**Task details**
From the first line to the last, restate the material word for word; pictures stay out.

━━━━━━━━━━

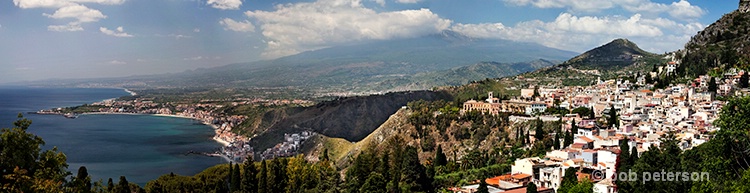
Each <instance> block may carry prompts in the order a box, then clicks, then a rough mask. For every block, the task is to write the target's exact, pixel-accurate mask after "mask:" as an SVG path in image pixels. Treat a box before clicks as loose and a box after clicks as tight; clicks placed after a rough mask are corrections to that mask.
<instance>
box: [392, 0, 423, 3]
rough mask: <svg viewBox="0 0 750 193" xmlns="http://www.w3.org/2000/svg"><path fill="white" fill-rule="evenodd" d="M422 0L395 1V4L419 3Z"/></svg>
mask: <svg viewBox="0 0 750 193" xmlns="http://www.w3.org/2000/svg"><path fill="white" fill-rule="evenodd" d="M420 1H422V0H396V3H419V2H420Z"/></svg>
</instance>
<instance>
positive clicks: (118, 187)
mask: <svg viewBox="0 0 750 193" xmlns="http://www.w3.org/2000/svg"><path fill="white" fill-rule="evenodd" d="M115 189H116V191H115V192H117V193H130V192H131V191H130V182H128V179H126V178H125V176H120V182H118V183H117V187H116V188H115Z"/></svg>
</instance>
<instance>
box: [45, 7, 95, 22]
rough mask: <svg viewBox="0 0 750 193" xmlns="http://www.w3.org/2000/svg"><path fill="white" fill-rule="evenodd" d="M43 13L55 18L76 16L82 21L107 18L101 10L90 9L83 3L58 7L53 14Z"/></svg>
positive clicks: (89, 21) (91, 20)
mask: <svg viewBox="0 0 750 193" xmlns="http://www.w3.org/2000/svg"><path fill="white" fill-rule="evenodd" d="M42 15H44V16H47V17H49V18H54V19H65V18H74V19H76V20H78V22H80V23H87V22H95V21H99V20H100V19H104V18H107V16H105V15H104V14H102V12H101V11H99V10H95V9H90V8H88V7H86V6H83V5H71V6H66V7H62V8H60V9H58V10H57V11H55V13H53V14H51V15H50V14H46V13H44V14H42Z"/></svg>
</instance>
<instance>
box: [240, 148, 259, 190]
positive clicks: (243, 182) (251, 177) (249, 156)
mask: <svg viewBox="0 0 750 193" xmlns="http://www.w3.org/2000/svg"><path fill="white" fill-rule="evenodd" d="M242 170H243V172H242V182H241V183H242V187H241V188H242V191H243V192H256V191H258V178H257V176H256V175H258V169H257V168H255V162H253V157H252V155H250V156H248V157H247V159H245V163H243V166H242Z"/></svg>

━━━━━━━━━━

**Result for this task**
Each <instance> block may carry prompts in the order a box, then clicks, then a rough mask. For every block, the task is to write the target's exact, pixel-accurate mask after "mask:" as an SVG path in image pixels. Treat a box before clicks as loose and a box after clicks as tight; clicks placed after a rough mask are corrections to that mask.
<instance>
box: [392, 0, 423, 3]
rough mask: <svg viewBox="0 0 750 193" xmlns="http://www.w3.org/2000/svg"><path fill="white" fill-rule="evenodd" d="M422 0L395 1V4L419 3Z"/></svg>
mask: <svg viewBox="0 0 750 193" xmlns="http://www.w3.org/2000/svg"><path fill="white" fill-rule="evenodd" d="M420 1H422V0H396V3H419V2H420Z"/></svg>
</instance>
<instance>
positive clicks: (118, 187)
mask: <svg viewBox="0 0 750 193" xmlns="http://www.w3.org/2000/svg"><path fill="white" fill-rule="evenodd" d="M115 189H116V191H115V192H117V193H130V192H131V191H130V182H128V179H126V178H125V176H120V182H118V183H117V187H116V188H115Z"/></svg>
</instance>
<instance>
box: [45, 7, 95, 22]
rough mask: <svg viewBox="0 0 750 193" xmlns="http://www.w3.org/2000/svg"><path fill="white" fill-rule="evenodd" d="M43 13L55 18L76 16L82 21L107 18L101 10L90 9L83 3L58 7L53 14Z"/></svg>
positive clicks: (89, 21) (91, 20)
mask: <svg viewBox="0 0 750 193" xmlns="http://www.w3.org/2000/svg"><path fill="white" fill-rule="evenodd" d="M42 15H44V16H47V17H49V18H54V19H65V18H74V19H76V20H78V22H80V23H87V22H95V21H99V20H100V19H104V18H107V16H105V15H104V14H102V12H101V11H99V10H95V9H90V8H88V7H86V6H83V5H71V6H66V7H62V8H60V9H58V10H57V11H55V13H53V14H51V15H50V14H46V13H44V14H42Z"/></svg>
</instance>
<instance>
box: [240, 148, 259, 190]
positive clicks: (243, 182) (251, 177) (249, 156)
mask: <svg viewBox="0 0 750 193" xmlns="http://www.w3.org/2000/svg"><path fill="white" fill-rule="evenodd" d="M242 170H243V172H242V182H241V183H242V187H241V188H242V191H243V192H256V191H258V178H257V176H256V175H258V169H257V168H255V162H253V157H252V155H250V156H248V157H247V159H245V163H243V166H242Z"/></svg>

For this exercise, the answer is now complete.